[Description of the task]:
Turn the data into a Markdown table with two columns, Row and Line. Begin with the line containing "on the flower", continue through the last line of the data, give each line a row number, and skip blank lines.

── Data in this exercise ──

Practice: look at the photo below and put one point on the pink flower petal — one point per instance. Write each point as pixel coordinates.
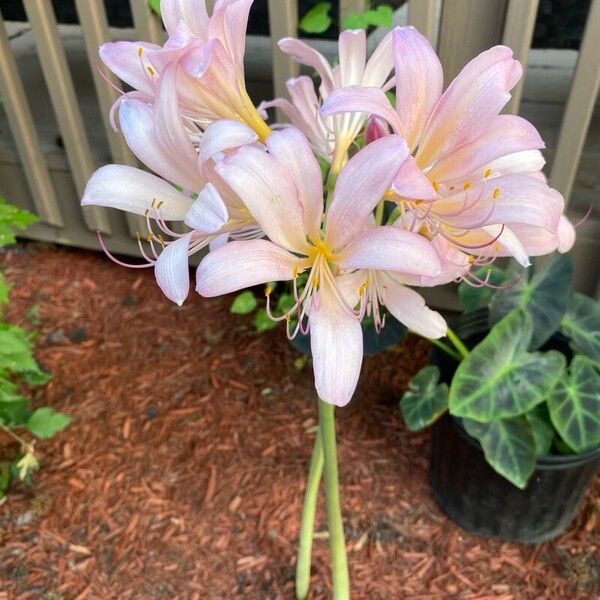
(292, 150)
(337, 348)
(172, 269)
(419, 81)
(360, 186)
(410, 309)
(134, 191)
(391, 249)
(242, 264)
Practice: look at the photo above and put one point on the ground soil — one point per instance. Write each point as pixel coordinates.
(183, 472)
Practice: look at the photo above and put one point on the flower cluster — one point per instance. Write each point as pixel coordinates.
(414, 195)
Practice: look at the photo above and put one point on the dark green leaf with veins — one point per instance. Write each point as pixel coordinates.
(545, 297)
(575, 405)
(582, 324)
(499, 378)
(508, 446)
(425, 400)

───

[The response]:
| Row | Line |
|---|---|
| 1 | Practice: look at the photo above and put one point on the flower cluster — one point per instance. Write each point as pixel coordinates. |
| 2 | (414, 195) |
| 3 | Practice: look at the photo above and put one point on the dark green leaf with veins — one point per instance. Write each point as pixel coordinates. |
| 4 | (545, 297) |
| 5 | (575, 405) |
| 6 | (582, 324) |
| 7 | (499, 378) |
| 8 | (508, 446) |
| 9 | (425, 400) |